Reproduce every line of the material below verbatim, leaving out the pictures.
***** Given data *****
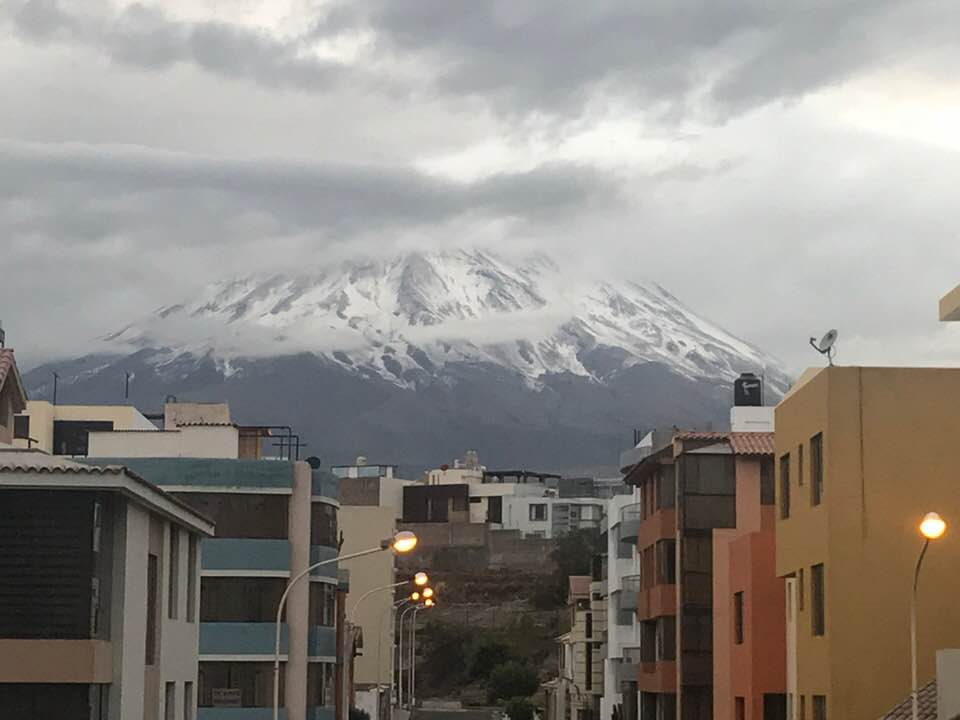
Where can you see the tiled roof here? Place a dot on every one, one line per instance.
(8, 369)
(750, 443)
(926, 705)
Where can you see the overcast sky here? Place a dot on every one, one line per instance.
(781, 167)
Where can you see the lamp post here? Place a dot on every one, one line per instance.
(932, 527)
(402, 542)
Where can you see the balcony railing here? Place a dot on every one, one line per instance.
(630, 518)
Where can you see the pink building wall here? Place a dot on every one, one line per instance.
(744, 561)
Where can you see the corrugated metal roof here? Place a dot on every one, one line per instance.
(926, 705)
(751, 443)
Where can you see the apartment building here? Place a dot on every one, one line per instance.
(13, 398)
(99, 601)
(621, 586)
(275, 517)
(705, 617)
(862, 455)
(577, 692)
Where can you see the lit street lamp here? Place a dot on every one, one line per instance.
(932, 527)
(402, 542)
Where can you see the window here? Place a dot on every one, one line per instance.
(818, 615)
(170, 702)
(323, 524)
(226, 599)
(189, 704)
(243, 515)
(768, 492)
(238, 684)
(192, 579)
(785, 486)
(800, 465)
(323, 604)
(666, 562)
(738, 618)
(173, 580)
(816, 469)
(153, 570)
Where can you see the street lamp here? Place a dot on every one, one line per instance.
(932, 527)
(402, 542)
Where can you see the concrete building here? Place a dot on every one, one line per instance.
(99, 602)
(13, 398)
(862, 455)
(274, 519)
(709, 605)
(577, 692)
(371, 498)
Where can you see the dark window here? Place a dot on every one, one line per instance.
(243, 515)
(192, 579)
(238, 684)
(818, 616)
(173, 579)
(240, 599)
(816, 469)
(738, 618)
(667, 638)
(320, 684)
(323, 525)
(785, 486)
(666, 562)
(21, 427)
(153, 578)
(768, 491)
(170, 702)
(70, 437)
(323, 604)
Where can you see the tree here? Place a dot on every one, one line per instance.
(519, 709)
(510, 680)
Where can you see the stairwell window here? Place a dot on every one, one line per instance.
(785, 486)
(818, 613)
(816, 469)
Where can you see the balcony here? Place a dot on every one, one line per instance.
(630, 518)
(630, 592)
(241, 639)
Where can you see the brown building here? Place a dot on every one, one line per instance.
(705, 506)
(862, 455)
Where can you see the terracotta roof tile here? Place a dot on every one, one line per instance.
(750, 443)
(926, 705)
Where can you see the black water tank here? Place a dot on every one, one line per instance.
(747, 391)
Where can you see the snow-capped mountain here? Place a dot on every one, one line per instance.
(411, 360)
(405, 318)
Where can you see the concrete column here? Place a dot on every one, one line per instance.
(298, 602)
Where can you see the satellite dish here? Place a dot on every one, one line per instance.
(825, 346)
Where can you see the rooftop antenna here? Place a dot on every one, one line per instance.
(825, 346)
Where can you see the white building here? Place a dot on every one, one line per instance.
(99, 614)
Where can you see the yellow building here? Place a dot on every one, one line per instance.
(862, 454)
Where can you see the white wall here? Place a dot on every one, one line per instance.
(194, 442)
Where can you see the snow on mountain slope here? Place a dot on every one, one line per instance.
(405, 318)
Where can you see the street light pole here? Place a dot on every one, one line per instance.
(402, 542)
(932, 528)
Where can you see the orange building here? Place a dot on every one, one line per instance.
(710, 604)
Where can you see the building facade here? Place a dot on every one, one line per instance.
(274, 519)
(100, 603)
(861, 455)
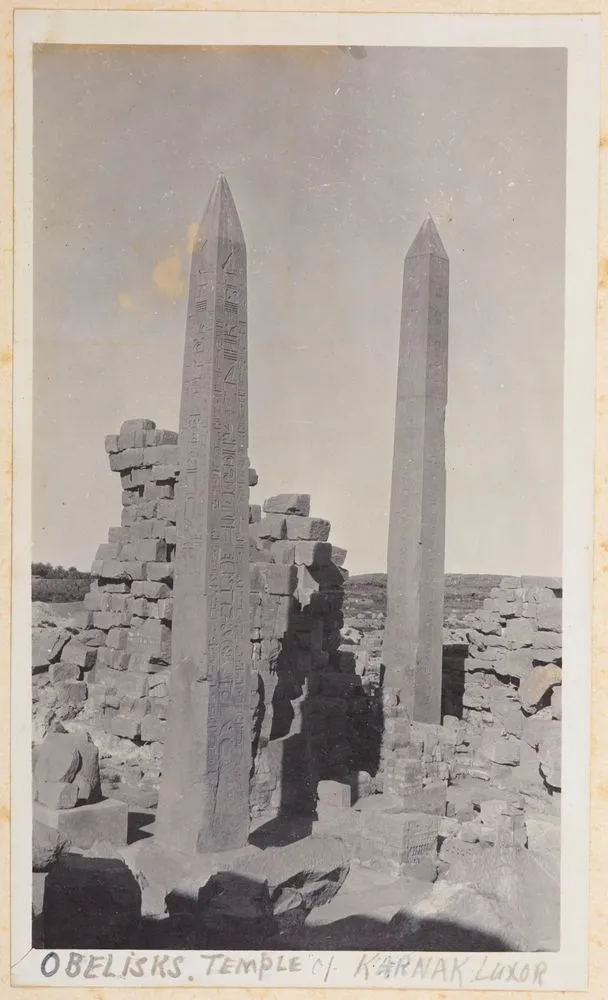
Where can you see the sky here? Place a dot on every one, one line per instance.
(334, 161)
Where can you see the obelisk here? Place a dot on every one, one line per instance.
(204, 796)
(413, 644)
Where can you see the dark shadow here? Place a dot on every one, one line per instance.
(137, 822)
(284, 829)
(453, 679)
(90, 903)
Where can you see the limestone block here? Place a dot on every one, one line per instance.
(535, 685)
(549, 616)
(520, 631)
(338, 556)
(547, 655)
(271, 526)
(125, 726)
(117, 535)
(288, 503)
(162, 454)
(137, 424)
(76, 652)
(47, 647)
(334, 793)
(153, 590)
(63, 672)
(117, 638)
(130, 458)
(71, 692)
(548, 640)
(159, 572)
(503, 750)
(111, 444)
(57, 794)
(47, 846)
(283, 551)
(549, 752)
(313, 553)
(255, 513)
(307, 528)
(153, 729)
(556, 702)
*****
• **Written solution**:
Where can you see the tiled roof here? Place a dot on every one, one line per instance.
(8, 369)
(750, 443)
(926, 705)
Where can you see the overcast sky here? Place a dot on every one, one line per instance.
(781, 167)
Where can you see the lamp post here? Place a dot on every one, one line per instance.
(932, 527)
(402, 542)
Where can you see the balcony railing here? Place a dot on every one, one line per instance.
(630, 518)
Where can you see the pink building wall here? Place a dot on every one, one line per instance.
(744, 561)
Where can you see the corrugated metal roof here? Place a dot on every one, one line per instance.
(926, 705)
(751, 443)
Where can you see the apartment building here? Place a dot on every one, one line per instance.
(13, 398)
(99, 601)
(621, 586)
(275, 517)
(705, 617)
(862, 455)
(577, 692)
Where can you see the lit street lamp here? Place a dot on every one, one line per instance.
(932, 527)
(402, 542)
Where can you see the window here? Place a dot on every one, one line per instance.
(818, 615)
(170, 702)
(323, 524)
(226, 599)
(189, 704)
(243, 515)
(768, 492)
(238, 684)
(192, 579)
(785, 486)
(800, 465)
(323, 604)
(666, 562)
(738, 618)
(173, 580)
(816, 469)
(153, 570)
Where can you see the street lamp here? Place a dot on every one, one line per instance.
(932, 527)
(402, 542)
Where can you see the concrete building here? Place a dot on every one, one line per instance.
(99, 602)
(13, 398)
(862, 455)
(274, 519)
(709, 605)
(577, 692)
(371, 498)
Where can you see the dark window here? Place a dot on every one, one line per instance.
(243, 515)
(192, 579)
(238, 684)
(818, 616)
(173, 579)
(240, 599)
(816, 469)
(738, 618)
(667, 638)
(320, 684)
(323, 525)
(785, 486)
(666, 562)
(21, 427)
(153, 578)
(768, 491)
(170, 702)
(70, 437)
(323, 604)
Where can you see the tree here? Place a dot on every one, one line per instance.
(519, 709)
(510, 680)
Where can you see the stairwell window here? Place a dot on every one, one line per instance.
(785, 486)
(818, 613)
(816, 469)
Where can you see the balcony here? Place a dot on every one, one line per instance.
(630, 518)
(630, 592)
(241, 639)
Where can you see the brown building here? Place a dot on every one, one line per instance.
(705, 506)
(862, 455)
Where can you see the terracotta roof tile here? Place a dot on every one, one line per instance.
(750, 443)
(926, 705)
Where can you see the black water tank here? Place a dot on every one, one line per instance.
(747, 391)
Where can you see the snow-capped mountain here? Place a dot on every one, one line per instance.
(411, 360)
(405, 318)
Where can you see the concrete column here? Place a dot on every one, one line per instance.
(298, 602)
Where can you see the satellite dish here? Place a dot on every one, one line per instance.
(825, 346)
Where can you see the rooftop antenna here? Place a dot on every one, one line per instance.
(825, 346)
Where can you see the white building here? Place a dot on every one, one line per instance.
(99, 614)
Where can you see the yellow building here? Place a dot on every one, one line per instance.
(862, 454)
Where can you see the white wall here? Place a dot on every one, one line per instance.
(194, 442)
Where can you see the snow on mountain slope here? Place a dot on every one, one line per instance.
(405, 318)
Where can you see the street light pole here? Place a dot on every one, one line per instance.
(402, 542)
(932, 528)
Where can you see the orange building here? Place a dot on every one, one line per instance.
(710, 604)
Where can you see the building facade here? Place a dot on every one, one line per instance.
(274, 519)
(100, 603)
(861, 455)
Where can you see the sky here? Place a dot on every one, one line per instance.
(334, 161)
Where can you see the obelisk here? Place a dot on every one, one line per instance.
(204, 796)
(413, 644)
Where can you see the dark shadow here? Place a dot on every one, one line per instance.
(137, 822)
(284, 829)
(453, 679)
(90, 903)
Where can you see the limestone block here? Place a dot on every one, one line per instance.
(535, 685)
(549, 616)
(520, 631)
(338, 556)
(547, 655)
(271, 526)
(125, 726)
(117, 535)
(288, 503)
(162, 454)
(137, 424)
(76, 652)
(47, 647)
(334, 793)
(153, 590)
(63, 672)
(117, 638)
(130, 458)
(71, 692)
(548, 640)
(159, 572)
(503, 750)
(111, 444)
(57, 794)
(47, 846)
(283, 551)
(549, 752)
(313, 553)
(255, 513)
(307, 528)
(153, 729)
(556, 702)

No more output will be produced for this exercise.